- Text section
==========
Herring W, Mladsi DM. External validation of health economic models for complex chronic diseases: lessons from a population model for diabetic retinopathy. Poster presented at the 2016 ISPOR 21st Annual International Meeting; May 23, 2016. Washington, DC. [abstract] Value Health. 2016 May; 19(3):A88.


OBJECTIVES: External validation of health economic models involves comparing various outcomes across multiple sources while accounting for differences in populations and standards of care across study settings. These inherent challenges are exacerbated for models in complex chronic diseases, especially when data used to populate the model span a period with significant advances in care. This research describes the methods used and lessons learned during validation of a model developed to conduct population-level analyses for diabetic retinopathy (DR) screening.

METHODS: The external validation process consisted of four steps. First, in anticipation of validation scenarios, relationships between key patient characteristics (e.g., glycemic control, blood pressure) and DR progression were identified and included in model programming. Second, targeted cohort-level outcomes (e.g., incidence of DR, progression to blindness) were compared using model cohorts matched to cohorts described in published studies. Third, stability in population-level outcomes (e.g., population health state distribution) was assessed accounting for current population characteristics and the current standard of care. Fourth, informed by the results of this population-level comparison, selected parameters and assumptions were revisited prior to model finalization.
==========
- Given records

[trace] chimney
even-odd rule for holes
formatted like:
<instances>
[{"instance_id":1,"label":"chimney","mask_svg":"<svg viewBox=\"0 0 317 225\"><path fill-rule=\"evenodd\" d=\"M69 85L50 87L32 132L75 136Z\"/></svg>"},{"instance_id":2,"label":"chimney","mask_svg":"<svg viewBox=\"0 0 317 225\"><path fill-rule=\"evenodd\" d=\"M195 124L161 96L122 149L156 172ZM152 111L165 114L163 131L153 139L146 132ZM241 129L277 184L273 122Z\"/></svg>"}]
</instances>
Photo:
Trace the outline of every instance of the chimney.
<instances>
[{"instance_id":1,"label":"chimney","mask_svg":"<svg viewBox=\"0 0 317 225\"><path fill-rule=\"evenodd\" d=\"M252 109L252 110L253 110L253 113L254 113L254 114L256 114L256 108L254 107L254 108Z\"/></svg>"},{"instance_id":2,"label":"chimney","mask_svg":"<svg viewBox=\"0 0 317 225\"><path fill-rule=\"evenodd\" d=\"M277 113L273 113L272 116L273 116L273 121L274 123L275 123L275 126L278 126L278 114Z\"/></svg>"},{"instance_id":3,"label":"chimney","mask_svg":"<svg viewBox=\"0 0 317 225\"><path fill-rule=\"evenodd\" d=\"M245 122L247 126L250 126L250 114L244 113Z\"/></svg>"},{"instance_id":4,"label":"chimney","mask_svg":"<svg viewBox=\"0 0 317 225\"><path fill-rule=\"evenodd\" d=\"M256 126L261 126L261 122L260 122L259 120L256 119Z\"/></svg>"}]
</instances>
==========
- Using the information
- a) Summarize the diabetic retinopathy validation abstract in two sentences.
- b) Using the diabetic retinopathy validation abstract, decide whether each statement agrees with it, answering yes or no and quoting the deciding words: (i) The validation process was made up of four steps. (ii) The poster was presented in Boston. (iii) Cohort-level outcomes were compared using model cohorts matched to cohorts from published studies.
- c) Extend the diabetic retinopathy validation abstract, picking up after its final sentence.

- Answer list
- a) The abstract describes the methods used and lessons learned in externally validating a model built for population-level analyses of diabetic retinopathy screening, noting that such validation is harder for complex chronic diseases when the underlying data span major advances in care. The process had four steps: building links between key patient characteristics and disease progression into the model, comparing cohort-level outcomes with matched published cohorts, assessing stability of population-level outcomes under current conditions, and revisiting selected parameters and assumptions before finalizing the model.

- b)
(i) Yes: "The external validation process consisted of four steps."
(ii) No: "Washington, DC."
(iii) Yes: "targeted cohort-level outcomes (e.g., incidence of DR, progression to blindness) were compared using model cohorts matched to cohorts described in published studies."

- c)
RESULTS: After adjusting for baseline characteristics, cohort-level model outcomes for DR incidence and progression over 4- and 10-year horizons were well-aligned with published outcomes. Initial population-level outcomes revealed an unexpected shift in the health state distribution over time which was traced to an imbalance in the baseline data for the health state distribution and DR progression rates. Ultimately, baseline patient characteristics were updated with data for a contemporary cohort, baseline progression rates were adjusted accordingly, and the baseline health state distribution was calibrated to generate the expected stability in population-level trends.

CONCLUSIONS: External validation of models for complex chronic diseases requires a systematic approach that integrates validation planning with model development and first targets narrow well-defined outcomes before considering broad interconnected outcomes.